§ **What you will do**
Output every record exactly, apart from its images.

=== Stored data ===

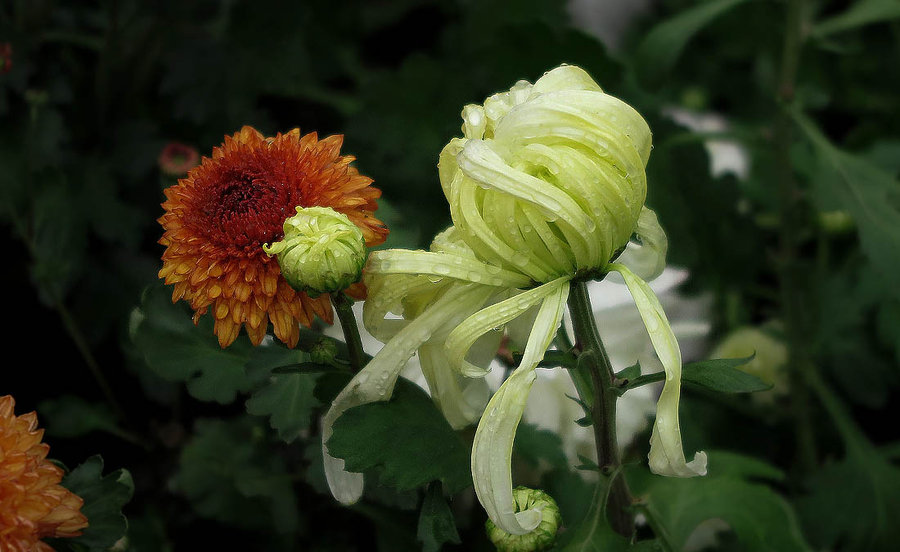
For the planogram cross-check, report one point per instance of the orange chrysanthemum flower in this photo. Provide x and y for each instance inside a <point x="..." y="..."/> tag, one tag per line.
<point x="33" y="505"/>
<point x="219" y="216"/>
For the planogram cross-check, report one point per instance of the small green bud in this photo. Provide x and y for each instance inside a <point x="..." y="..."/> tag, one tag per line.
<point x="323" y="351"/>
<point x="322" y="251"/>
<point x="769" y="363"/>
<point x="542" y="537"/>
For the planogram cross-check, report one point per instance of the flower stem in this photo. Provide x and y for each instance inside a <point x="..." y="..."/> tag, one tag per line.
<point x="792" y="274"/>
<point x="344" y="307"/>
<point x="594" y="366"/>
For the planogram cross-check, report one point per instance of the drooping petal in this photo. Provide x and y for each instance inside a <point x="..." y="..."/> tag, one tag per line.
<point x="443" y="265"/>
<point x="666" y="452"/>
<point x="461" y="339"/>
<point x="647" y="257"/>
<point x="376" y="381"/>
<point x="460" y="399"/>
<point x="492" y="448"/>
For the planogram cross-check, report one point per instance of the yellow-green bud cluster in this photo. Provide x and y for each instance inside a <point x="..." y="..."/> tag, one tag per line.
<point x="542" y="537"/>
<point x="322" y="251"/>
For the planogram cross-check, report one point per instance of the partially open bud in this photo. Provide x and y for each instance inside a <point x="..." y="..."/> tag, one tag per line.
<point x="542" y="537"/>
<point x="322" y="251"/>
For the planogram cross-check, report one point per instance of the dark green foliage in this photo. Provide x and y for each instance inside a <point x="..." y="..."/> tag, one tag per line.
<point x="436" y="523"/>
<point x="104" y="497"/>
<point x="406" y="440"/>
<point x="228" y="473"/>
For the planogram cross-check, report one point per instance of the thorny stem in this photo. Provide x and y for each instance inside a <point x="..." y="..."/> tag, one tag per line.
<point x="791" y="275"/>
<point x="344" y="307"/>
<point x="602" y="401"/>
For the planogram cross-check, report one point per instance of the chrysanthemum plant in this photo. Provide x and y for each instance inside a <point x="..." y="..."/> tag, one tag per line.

===

§ **Solution**
For the planogram cross-check, report one point per instance of the orange chrysanthemum flower in this photo. Provide x and y for each instance inside a <point x="..." y="..."/> tag, one tag per line.
<point x="33" y="505"/>
<point x="219" y="216"/>
For the planogram cross-check, report one point per instance of the small green bud in this photo. Provide x and y for each instance inside a <point x="..." y="..."/> tag, one tag per line.
<point x="323" y="351"/>
<point x="322" y="251"/>
<point x="769" y="363"/>
<point x="542" y="537"/>
For the planogram cross-check, report one point per instance of the flower stem in this photo. Provide x and y for each instance inside a <point x="..." y="..."/> tag, one tag per line.
<point x="792" y="274"/>
<point x="344" y="307"/>
<point x="594" y="366"/>
For the planogram cross-check, report one point per instance of the drooping petal in this photo. Provide x and y for each instance inside a <point x="..." y="..."/> tag, one tag per line.
<point x="443" y="265"/>
<point x="666" y="452"/>
<point x="461" y="339"/>
<point x="647" y="257"/>
<point x="376" y="381"/>
<point x="460" y="399"/>
<point x="492" y="448"/>
For the planogram cross-check, report one point per instance of the yellow-green bud cluster in this photo. Provide x and y for each instance inside a <point x="..." y="..."/> tag, one tag per line.
<point x="542" y="537"/>
<point x="322" y="251"/>
For the planogram cross-check, report one point per instance of the partially open bud in this photo. Provide x and y for each instance inside a <point x="..." y="..."/> tag, one tag per line.
<point x="542" y="537"/>
<point x="322" y="251"/>
For the planogram cross-check, report one point per instance of the dark green foliage in this photo. Provide x and y for each instance inside a <point x="..." y="..."/> tag, one tag per line.
<point x="436" y="523"/>
<point x="104" y="497"/>
<point x="406" y="440"/>
<point x="228" y="473"/>
For the planogram cross-check, report one point per instance of the thorny stem in this photo. Provide x and y for each instance inside a <point x="..." y="..."/> tag, one tag per line.
<point x="791" y="275"/>
<point x="344" y="307"/>
<point x="602" y="401"/>
For the planogram cross-check, report one point per instance of the chrysanthemum plant in this photo. Provide x and y for each instance inside a <point x="..." y="..."/> tag, one tag per line.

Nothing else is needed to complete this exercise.